__Tugas__
1 - Menurut teks tentang azaz pembelajaran, apa yang dimaksud dengan verbalisme?
2 - Salin ulang bagian teks tentang azaz pembelajaran, mulai dari "Peragaan meliputi semua" dan berakhir pada "Sby, 1984: 28)".
3 - Teruskan teks tentang azaz pembelajaran dengan menulis bagian berikutnya setelah kalimat terakhir yang ditampilkan.

__Kutipan Teks__
* * *

Azaz-azaz Pembelajaran
Azaz pembelajaran merupakan prinsip-prinsip umum yang harus diketahui oleh guru dalam melakukan kegiatan belajar-mengajar. Dengan demikian diharapkan pengajaran yang diberika dapat membawa hasil yang memuaskan, dan dapat dipertanggungjawabkan secara didakttis-paedagogis. Azaz-azaz pengajaran tersebut akan dibahas dibawah ini:
1. Peragaan
Peragaan ialah suatu cara yang dilakukan oleh guru dengan maksud memberikan kejelasan secara realita terhadap pesan yang disampaikan sehingga dapat dimengerti dan dipahami oleh para siswa. Dengan peragaan, diharapkan, proses pengajaran terhindar dari verbalisme, yaitu siswa hanya tahu kata-kata yang diucapkan oleh guru tapi tidak mengerti maksudnya. Untuk itu sangat diperlukan peragaan dalam pengajaran terutama pada siswa di tingkat dasar.
Peragaan meliputi semua pekerjaan indera yang bertujuan untuk mencapai pengertian tentang sesuatu hal secara tepat. Agar peragaan berkesan secaranyata, anak tidak hanya mengamatibenda atau model yang diperagakan terbatas pada luarnya saja, akan tetapi harus mencapai berbagai segi, dianalisis, disusun, dan dibanding-bandingkan unntuk memperoleh gambaran yang jelas dan lengkap.
Penerapan azaz-azaz peragaan dlam kegiatan belajar mengajar, menyangkut beberapa aspek:
a. Penggunaan macam-macam alat peraga;
b. Meragakan pelajaran dengan berbuat, percobaan-percobaan;
c. Membuat poster-psoter, ruang eksposisi, herbarium dan sebagainya;
d. Menyelenggarakan karya wisata (IKIP Sby, 1984: 28)

* * *

Entri pelabelan posisi objek
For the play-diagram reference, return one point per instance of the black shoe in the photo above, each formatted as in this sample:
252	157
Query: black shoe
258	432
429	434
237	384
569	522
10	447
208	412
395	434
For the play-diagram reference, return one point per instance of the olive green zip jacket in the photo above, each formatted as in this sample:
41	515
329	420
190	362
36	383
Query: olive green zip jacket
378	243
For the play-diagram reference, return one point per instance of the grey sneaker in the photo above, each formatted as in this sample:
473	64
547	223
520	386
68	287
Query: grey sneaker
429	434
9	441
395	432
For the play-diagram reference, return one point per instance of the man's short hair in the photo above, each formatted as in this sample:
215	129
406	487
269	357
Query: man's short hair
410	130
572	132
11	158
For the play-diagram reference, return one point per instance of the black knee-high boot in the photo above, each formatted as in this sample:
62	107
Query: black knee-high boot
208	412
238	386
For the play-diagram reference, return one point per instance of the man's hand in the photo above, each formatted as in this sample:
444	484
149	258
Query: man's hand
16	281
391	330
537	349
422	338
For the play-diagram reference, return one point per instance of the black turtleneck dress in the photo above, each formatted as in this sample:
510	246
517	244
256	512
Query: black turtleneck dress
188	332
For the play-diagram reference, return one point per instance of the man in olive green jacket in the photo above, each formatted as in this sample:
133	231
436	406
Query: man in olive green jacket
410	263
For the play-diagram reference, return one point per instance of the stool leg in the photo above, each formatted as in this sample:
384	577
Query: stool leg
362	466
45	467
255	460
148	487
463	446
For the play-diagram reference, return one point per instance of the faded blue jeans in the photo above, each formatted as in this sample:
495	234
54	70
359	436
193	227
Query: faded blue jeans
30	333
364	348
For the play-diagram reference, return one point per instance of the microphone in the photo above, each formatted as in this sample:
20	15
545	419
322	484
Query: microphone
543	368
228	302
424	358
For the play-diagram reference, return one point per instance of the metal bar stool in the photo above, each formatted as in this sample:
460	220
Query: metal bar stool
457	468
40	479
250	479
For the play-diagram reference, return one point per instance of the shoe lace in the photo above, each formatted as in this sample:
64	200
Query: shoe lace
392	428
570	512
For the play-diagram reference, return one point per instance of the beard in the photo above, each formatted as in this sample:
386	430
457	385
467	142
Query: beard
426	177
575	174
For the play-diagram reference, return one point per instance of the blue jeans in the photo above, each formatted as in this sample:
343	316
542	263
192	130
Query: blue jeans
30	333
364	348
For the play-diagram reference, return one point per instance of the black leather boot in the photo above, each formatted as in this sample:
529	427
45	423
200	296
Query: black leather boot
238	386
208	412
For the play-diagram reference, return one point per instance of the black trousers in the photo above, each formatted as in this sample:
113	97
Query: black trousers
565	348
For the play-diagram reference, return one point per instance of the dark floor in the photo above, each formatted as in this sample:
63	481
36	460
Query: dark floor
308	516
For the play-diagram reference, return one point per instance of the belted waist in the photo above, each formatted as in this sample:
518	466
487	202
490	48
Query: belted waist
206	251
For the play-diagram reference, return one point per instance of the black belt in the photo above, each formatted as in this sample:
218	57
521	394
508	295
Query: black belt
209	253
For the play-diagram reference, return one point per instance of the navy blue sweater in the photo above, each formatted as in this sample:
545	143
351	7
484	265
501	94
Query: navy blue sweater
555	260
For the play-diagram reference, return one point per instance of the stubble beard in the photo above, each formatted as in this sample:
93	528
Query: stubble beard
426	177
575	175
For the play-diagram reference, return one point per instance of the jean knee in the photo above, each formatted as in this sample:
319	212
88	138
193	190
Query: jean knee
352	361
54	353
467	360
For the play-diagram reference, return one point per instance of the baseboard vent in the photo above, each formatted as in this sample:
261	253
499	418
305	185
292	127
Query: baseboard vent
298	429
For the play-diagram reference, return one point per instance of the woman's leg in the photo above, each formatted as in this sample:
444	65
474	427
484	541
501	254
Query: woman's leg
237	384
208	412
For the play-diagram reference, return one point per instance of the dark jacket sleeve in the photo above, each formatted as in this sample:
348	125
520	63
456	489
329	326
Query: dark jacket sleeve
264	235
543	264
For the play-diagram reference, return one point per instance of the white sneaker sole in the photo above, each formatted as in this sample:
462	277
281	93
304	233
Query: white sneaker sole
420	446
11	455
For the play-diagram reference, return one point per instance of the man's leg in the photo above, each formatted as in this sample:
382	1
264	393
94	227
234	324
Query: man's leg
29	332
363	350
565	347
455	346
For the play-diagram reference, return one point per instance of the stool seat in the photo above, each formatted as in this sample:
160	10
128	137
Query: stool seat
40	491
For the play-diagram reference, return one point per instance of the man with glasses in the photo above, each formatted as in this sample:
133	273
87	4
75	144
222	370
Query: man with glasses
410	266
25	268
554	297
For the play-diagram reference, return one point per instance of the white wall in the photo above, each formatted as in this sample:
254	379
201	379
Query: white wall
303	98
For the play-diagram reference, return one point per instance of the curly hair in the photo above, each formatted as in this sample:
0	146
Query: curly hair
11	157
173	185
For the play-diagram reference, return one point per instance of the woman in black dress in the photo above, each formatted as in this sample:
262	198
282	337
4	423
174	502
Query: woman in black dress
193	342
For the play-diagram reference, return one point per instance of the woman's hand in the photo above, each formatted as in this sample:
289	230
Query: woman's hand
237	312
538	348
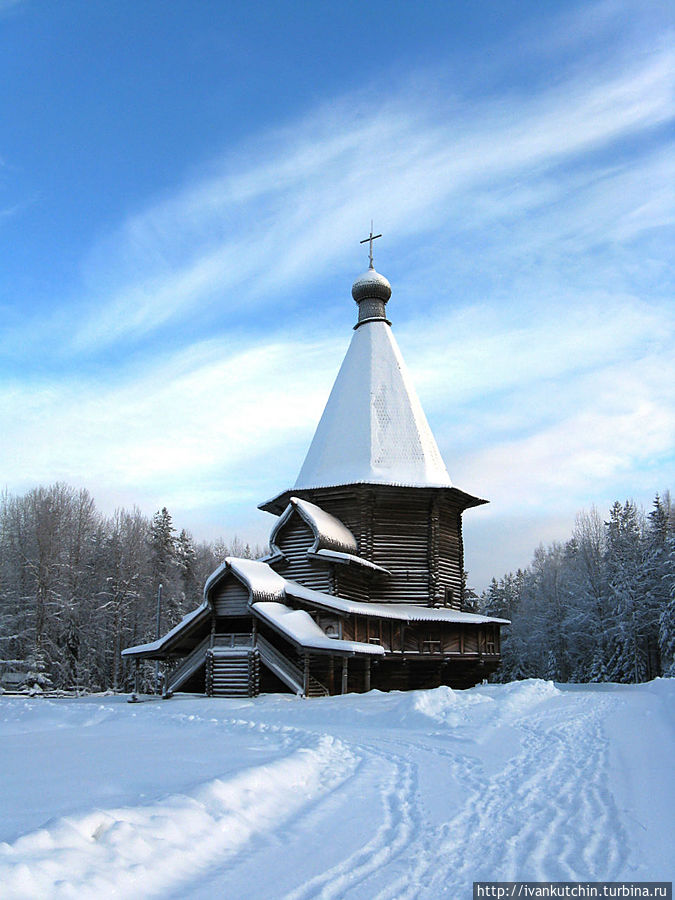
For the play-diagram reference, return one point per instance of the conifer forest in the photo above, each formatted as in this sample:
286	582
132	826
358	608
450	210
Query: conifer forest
76	587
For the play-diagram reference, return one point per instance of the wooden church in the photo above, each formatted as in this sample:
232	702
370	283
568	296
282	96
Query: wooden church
363	585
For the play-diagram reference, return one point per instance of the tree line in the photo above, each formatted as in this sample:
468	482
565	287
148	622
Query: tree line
598	607
77	587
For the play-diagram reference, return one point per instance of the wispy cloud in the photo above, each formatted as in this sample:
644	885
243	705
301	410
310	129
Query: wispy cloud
288	216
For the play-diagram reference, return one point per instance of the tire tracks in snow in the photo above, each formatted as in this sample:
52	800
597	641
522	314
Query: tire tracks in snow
397	794
145	850
549	815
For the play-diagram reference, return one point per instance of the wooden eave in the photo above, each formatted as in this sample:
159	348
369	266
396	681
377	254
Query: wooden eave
278	505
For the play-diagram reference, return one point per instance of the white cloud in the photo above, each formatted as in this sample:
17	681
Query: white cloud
255	231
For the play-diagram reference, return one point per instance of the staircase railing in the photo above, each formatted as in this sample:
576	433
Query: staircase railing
189	666
291	675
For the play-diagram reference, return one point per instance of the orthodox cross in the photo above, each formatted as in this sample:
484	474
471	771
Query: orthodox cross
369	240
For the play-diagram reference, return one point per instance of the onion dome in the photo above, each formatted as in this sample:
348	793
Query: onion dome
371	291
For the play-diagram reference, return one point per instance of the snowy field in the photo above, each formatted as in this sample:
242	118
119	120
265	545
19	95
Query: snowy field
376	796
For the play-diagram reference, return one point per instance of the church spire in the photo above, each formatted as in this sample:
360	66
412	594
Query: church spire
373	429
371	290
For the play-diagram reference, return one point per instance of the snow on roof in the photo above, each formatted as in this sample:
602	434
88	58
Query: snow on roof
331	533
406	612
333	540
373	428
349	558
299	627
160	644
262	582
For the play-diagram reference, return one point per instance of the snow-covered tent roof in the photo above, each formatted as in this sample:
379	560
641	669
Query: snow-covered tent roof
373	429
405	612
299	627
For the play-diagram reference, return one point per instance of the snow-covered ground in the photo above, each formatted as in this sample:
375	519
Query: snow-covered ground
362	796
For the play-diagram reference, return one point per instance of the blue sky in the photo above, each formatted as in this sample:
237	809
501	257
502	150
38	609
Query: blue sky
183	188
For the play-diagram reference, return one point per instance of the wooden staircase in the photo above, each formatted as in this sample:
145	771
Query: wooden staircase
290	669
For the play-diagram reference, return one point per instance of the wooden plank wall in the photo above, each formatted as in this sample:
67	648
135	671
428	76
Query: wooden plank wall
450	552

* * *

__Kunci Jawaban__
1 - Verbalisme adalah keadaan ketika siswa hanya tahu kata-kata yang diucapkan oleh guru tetapi tidak mengerti maksudnya.

2 -
Peragaan meliputi semua pekerjaan indera yang bertujuan untuk mencapai pengertian tentang sesuatu hal secara tepat. Agar peragaan berkesan secaranyata, anak tidak hanya mengamatibenda atau model yang diperagakan terbatas pada luarnya saja, akan tetapi harus mencapai berbagai segi, dianalisis, disusun, dan dibanding-bandingkan unntuk memperoleh gambaran yang jelas dan lengkap.
Penerapan azaz-azaz peragaan dlam kegiatan belajar mengajar, menyangkut beberapa aspek:
a. Penggunaan macam-macam alat peraga;
b. Meragakan pelajaran dengan berbuat, percobaan-percobaan;
c. Membuat poster-psoter, ruang eksposisi, herbarium dan sebagainya;
d. Menyelenggarakan karya wisata (IKIP Sby, 1984: 28)

3 -
Dasar psikologis penerapan azaz peragaan tersebut yakni; sesuatu hal akan lebih berkesan dalam ingatan siswa bila melalui pengalaman dan pengamatan langsung anak itu sendiri. Ada dua macam peragaan:
1) Peragaan langsung; dengan menggunakan benda aslinya atau mengadakan percobaan-percobaan yang bisa di amati oleh siswa;
2) Peragaan tidak langsung; dengan menunjukkan benda tiruan atau suatu model. Sebagai contoh: gambar2, boneka, foto, film dsb.
2. Minat dan Perhatian
Minat dan perhatian merupakan suatu gejala jiwa yang selalu bertalian. Seorang siswa yang memiliki niat dalam belajar, akan timbul perhatiannya terhadap pelajaran yang diminatinya tersebut. Akan tetapi perhatian seseorang kadang kala timbul dan adakalanya hilang samasekali. Suatu saat anak kurang perhatiannya terhadap penjelasan yang diberikan oleh guru dimuka kelas bukan disebabkan dia tidak memiliki minat dalam belajar, boleh jadi ada gangguan dalam dirinya atau perhatian lain yang mengusik ketenangannya di ruang kelas atau guru kurang dapat memberikan teknik pengajaran yang bervariasi sehingga anak menjadi tidak tertarik terhadapa apa yang dijelaskan oleh guru tersebut.
Sebaliknya tidak semua siswa mempunyai perhatian yg sama terhadap pelajaran yg disajikan oleh seorang guru. Oleh karena itu diperlukan kecakapan guru unutk dapat membangkitkan perhatian anak didik.perhatian yg dibangkitkan oleh guru tersebut perhatian yang disengaja, sedangkan perhatian yg timbul dg sendirinya dalam diri anak disebut perhatian spontan.
Untuk membangkitkan perhatian yang disengaja, guru harus:
a. Dapat menunjukkan pentingnya bahan pelajaran yg disajikan bagi siswa;
b. Berusaha menghubungkan antara apa yg telah diketahui siswa dengan materi yg akan disajikan;
c. Merangsang siswa agar melakukan kompetisi belajar yg sehat;
d. Berusaha menghndarkan hukuman, dan dapat memberikan hadiah secara bijaksana.
Perhatian spontan dapat dibangkitkan dg cara:
a. Mengajar dg persiapan yg baik;
b. Menggunakan alat peraga sebagai media;
c. Sedapat mungkin menghindari hal-hal yg dianggap tidak perlu;
d. Mengadakan selingan yg sehat.
3. Motivasi
Dorongan yg timbul dr diri seseorang disebut motivasi, di mana seseorang memperoleh daya jiwa yg mendorongnya untuk melakukan sesuatu yg timbul dalam dirinya sendiri dinamakan motivasi instrinsik. Sedangkan dorongan yg timbul oleh adanya pengaruh luar disebut motivasi ekstrinksik.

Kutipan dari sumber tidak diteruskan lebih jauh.